Your objective.
For each line below that contains the word "background", return that line.

Stored items from a collection:
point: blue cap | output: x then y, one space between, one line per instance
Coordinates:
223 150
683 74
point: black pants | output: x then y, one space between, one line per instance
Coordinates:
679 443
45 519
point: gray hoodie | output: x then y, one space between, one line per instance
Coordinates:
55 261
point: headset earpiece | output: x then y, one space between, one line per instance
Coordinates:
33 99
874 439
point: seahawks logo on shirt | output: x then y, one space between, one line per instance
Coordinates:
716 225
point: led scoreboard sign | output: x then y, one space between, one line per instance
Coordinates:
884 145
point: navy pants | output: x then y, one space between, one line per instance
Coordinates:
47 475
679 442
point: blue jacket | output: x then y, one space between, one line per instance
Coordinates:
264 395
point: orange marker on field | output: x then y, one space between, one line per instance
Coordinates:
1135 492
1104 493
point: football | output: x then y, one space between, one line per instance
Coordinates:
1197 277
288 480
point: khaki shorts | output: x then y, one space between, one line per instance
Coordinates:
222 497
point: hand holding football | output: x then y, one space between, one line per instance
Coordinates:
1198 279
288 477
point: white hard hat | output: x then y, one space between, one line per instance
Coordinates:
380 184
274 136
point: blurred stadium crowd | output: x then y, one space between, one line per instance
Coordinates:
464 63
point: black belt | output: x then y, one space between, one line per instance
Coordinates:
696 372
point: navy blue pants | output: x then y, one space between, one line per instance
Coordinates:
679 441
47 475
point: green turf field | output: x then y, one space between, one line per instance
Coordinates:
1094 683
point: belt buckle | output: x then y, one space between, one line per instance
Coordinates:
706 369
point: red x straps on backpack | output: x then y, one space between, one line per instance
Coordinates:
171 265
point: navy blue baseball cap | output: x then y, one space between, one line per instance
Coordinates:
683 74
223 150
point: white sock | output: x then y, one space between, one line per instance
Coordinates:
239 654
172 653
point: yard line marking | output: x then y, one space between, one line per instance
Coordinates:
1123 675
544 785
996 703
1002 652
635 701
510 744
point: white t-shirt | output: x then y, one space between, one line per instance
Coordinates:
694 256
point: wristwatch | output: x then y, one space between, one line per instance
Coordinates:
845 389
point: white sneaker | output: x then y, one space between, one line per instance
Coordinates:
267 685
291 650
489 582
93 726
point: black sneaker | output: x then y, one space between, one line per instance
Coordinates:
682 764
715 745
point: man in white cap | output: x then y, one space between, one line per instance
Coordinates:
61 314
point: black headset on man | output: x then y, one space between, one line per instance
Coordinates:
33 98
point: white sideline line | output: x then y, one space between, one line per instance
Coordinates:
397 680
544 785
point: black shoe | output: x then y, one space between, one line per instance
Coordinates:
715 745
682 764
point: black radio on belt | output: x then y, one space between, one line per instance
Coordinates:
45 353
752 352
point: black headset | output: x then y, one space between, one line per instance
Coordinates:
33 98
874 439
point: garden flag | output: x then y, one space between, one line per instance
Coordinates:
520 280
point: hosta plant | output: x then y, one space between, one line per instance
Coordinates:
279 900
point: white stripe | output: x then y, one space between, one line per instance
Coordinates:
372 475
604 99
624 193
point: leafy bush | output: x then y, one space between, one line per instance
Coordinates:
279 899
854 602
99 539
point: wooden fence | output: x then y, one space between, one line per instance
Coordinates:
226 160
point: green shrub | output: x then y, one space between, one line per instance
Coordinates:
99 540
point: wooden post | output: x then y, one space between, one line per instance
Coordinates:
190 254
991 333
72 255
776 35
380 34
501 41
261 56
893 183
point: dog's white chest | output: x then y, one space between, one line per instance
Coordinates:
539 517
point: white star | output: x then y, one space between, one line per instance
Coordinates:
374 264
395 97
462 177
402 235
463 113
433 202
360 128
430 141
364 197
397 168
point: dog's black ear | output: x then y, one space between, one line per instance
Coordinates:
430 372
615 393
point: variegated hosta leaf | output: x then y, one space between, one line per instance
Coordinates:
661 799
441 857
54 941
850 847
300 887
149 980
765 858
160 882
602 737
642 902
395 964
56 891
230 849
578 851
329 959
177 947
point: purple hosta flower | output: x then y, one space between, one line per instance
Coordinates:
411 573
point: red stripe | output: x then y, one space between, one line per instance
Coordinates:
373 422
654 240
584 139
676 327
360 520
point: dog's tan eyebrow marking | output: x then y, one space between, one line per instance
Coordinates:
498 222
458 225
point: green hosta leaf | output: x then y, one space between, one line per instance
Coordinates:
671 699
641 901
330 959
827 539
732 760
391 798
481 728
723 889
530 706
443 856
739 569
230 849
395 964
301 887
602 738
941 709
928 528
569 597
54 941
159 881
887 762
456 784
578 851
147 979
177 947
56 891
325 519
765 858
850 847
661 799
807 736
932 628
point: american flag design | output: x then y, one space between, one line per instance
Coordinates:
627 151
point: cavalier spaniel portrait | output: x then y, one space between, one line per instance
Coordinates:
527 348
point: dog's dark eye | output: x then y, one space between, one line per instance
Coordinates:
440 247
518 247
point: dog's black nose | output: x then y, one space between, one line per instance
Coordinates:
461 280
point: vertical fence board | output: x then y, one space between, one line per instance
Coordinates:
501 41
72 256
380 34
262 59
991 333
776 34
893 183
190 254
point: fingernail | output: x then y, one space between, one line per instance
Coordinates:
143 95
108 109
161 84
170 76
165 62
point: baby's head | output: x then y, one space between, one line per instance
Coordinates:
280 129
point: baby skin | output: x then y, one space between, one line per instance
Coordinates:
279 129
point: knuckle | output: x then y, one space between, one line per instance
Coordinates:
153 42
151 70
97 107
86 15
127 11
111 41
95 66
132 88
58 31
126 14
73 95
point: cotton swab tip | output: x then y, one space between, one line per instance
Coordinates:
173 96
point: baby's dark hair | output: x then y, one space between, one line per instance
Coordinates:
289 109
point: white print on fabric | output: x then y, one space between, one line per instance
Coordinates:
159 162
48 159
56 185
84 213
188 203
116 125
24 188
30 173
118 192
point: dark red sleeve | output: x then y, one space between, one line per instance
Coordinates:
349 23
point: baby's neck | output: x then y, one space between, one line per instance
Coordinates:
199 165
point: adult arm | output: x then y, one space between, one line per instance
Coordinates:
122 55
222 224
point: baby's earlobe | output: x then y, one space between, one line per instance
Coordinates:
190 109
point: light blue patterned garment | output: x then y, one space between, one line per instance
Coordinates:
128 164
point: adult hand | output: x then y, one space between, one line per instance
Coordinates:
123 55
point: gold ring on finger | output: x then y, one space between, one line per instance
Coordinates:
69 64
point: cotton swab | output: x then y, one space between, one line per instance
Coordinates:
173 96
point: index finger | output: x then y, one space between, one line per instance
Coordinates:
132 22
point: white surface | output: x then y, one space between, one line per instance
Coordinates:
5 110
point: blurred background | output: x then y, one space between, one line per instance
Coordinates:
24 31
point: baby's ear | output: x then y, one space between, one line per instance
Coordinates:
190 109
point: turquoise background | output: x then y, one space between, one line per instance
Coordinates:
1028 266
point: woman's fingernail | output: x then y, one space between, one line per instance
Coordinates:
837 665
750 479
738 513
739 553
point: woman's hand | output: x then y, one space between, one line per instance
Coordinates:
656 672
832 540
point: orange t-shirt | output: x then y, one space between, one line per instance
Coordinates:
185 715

Answer section.
point: blurred background | output: x then y, one space between, one line per instance
point: turquoise background | output: x then y, one space between, one line per instance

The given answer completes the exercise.